> Stored data entries
__________

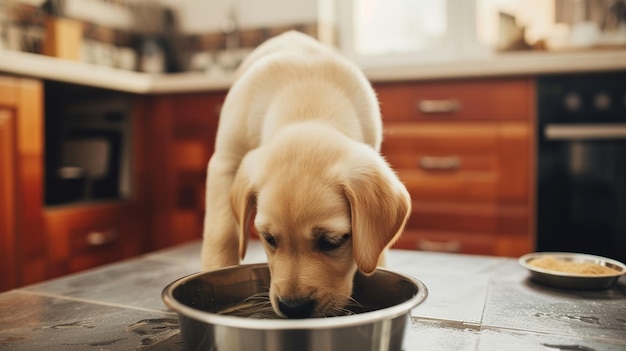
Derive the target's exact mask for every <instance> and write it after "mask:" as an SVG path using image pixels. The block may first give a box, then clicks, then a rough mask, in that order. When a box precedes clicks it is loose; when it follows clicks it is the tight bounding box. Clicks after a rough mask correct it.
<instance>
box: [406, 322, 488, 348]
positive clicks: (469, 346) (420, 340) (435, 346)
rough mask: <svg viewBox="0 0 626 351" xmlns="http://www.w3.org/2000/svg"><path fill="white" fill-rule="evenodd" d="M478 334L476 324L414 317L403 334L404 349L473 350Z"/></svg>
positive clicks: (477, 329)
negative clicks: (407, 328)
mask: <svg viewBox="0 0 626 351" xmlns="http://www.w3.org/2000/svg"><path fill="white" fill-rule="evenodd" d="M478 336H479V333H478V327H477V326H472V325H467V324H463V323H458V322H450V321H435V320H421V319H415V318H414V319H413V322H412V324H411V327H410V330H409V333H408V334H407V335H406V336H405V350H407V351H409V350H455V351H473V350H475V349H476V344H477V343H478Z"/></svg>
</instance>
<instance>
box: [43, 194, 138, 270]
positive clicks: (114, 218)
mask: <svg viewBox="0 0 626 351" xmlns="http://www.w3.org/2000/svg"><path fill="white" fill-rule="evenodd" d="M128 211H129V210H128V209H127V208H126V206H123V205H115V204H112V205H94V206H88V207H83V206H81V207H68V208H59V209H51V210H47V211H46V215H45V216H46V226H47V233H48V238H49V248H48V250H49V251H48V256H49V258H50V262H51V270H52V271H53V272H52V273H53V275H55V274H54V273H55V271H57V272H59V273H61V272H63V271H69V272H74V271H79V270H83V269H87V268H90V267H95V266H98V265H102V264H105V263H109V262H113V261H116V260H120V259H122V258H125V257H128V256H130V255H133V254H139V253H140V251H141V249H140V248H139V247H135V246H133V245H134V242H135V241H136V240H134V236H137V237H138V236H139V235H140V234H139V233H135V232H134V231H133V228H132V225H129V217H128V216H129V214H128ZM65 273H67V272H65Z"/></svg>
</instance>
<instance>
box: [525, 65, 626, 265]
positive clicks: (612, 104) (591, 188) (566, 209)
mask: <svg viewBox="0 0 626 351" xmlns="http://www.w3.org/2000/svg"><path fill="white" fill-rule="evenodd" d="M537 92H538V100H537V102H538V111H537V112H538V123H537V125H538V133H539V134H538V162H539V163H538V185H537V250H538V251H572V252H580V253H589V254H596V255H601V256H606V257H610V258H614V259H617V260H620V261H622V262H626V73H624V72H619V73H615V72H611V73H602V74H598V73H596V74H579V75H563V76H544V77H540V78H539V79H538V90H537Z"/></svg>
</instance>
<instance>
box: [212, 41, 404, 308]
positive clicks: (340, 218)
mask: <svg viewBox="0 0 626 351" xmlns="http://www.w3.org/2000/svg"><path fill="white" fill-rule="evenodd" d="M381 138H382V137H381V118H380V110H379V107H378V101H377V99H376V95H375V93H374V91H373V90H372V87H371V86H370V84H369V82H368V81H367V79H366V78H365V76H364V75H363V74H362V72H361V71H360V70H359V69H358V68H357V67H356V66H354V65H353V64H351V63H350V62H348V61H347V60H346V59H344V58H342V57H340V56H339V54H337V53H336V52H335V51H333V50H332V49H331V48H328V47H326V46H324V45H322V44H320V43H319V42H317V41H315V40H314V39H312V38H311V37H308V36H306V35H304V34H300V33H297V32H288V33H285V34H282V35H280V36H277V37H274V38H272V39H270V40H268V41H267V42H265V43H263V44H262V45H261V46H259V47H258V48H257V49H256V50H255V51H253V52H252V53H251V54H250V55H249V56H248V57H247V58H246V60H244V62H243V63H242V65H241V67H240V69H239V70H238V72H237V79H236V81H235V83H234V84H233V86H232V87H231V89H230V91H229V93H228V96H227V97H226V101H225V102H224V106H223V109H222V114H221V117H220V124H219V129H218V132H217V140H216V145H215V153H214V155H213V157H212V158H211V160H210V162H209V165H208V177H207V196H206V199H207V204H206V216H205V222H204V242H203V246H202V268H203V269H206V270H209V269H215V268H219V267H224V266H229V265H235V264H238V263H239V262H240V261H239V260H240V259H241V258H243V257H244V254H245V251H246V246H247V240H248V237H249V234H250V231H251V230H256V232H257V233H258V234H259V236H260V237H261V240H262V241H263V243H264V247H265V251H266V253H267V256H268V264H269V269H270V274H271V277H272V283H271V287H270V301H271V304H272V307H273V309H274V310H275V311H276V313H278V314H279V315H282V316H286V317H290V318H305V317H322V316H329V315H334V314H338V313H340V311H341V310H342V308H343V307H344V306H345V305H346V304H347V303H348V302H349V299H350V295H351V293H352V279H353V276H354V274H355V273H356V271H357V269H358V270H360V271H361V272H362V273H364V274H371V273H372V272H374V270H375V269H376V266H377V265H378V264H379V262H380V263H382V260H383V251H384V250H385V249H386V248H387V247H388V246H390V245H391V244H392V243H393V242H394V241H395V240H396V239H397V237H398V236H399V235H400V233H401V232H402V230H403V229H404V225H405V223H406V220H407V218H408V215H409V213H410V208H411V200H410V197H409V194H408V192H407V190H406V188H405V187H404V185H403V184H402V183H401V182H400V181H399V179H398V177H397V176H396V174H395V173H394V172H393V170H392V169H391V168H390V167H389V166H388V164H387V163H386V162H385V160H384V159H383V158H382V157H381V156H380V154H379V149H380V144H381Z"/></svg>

__________

> Try it
The expected output is each line of the records above that includes the word "rough".

> Exercise solution
Derive the target's exact mask for every <instance> and write it after "mask:" as an SVG path using image pixels. The block may first give a box, then clicks, then a rough mask, in that order. When a box precedes clicks it is loose; when it follows clicks it is the tight bounding box. Clicks after a rough mask correct it.
rough mask: <svg viewBox="0 0 626 351" xmlns="http://www.w3.org/2000/svg"><path fill="white" fill-rule="evenodd" d="M478 334L476 324L414 317L403 334L404 349L473 350Z"/></svg>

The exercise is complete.